Data lines:
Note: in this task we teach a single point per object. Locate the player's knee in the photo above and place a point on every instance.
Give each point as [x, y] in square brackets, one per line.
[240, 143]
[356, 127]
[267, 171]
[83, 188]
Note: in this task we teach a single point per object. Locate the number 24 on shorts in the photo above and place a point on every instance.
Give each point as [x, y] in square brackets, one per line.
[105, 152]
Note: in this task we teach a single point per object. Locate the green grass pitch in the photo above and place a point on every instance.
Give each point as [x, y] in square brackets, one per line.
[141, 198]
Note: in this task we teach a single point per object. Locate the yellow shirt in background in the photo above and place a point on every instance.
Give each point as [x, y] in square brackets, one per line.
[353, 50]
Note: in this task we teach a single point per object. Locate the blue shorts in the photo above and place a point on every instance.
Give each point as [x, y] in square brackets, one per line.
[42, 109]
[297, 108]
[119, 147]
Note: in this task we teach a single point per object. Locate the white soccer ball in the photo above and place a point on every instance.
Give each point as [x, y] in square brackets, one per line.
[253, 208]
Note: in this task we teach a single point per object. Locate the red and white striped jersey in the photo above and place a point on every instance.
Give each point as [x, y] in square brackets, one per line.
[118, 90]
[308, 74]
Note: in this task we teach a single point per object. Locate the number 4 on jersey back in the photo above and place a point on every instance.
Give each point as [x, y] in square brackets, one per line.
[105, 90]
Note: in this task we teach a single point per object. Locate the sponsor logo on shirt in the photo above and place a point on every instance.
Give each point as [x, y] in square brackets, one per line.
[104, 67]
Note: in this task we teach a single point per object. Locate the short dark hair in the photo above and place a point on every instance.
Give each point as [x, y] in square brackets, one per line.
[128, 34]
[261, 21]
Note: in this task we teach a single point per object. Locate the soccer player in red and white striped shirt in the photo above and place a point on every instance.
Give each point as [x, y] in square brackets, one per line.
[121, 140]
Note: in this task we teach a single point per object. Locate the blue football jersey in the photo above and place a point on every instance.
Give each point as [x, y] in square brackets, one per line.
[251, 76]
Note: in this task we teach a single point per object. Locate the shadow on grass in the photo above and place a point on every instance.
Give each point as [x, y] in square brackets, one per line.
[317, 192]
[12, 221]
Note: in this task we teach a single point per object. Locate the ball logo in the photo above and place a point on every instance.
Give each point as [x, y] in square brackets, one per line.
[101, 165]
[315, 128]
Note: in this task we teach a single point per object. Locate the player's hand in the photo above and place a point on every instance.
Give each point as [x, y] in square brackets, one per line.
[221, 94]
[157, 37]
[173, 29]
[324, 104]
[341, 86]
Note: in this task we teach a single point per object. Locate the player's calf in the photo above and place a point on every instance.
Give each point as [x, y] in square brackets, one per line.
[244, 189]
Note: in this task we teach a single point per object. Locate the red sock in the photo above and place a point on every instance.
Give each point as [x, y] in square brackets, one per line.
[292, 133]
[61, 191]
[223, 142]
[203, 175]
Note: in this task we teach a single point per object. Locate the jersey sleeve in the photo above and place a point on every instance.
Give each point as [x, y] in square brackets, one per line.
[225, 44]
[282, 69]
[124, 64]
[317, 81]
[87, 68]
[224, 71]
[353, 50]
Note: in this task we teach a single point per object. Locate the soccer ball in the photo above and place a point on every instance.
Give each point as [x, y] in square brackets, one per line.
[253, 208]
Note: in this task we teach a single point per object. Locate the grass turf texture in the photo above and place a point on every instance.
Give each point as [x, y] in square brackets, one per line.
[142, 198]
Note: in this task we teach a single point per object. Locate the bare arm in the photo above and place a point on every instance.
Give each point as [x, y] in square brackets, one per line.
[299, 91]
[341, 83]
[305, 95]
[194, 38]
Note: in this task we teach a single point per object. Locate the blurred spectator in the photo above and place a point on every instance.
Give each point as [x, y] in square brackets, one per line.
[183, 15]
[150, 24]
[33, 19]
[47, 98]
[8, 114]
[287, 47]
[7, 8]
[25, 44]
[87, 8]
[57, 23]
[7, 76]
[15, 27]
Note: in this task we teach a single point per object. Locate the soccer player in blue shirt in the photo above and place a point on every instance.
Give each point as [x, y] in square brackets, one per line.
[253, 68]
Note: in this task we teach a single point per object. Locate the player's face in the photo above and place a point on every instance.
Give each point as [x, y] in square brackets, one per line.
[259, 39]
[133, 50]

Short problem: Return the lines running from the line with "Locate the bare" up to and including the last line of the records, copying them without changes.

Task answer:
Note: in this task we teach a single point per object. Locate the bare arm in the photo above and place a point on every instance.
Give each point as [x, y] in square brackets, one per line.
[299, 91]
[341, 83]
[305, 95]
[194, 38]
Note: in this task we teach a single point per object. Locate the blurred spectator in the photo above and place a point on every instance.
Give each point as [x, y] in square brackets, one per line.
[183, 15]
[150, 24]
[33, 19]
[47, 98]
[8, 114]
[287, 47]
[7, 8]
[25, 44]
[87, 8]
[57, 23]
[7, 76]
[15, 27]
Note: in this task we teach a single point per object. Locate the soccer player in blue shirt in the photo above and place a point on every instance.
Give each point as [x, y] in square brackets, one per line.
[253, 68]
Note: in this task we teach a single point per object. Locate the player's face in the photo above and place a point on every instance.
Give each point as [x, y] in square brackets, one per line.
[259, 39]
[133, 50]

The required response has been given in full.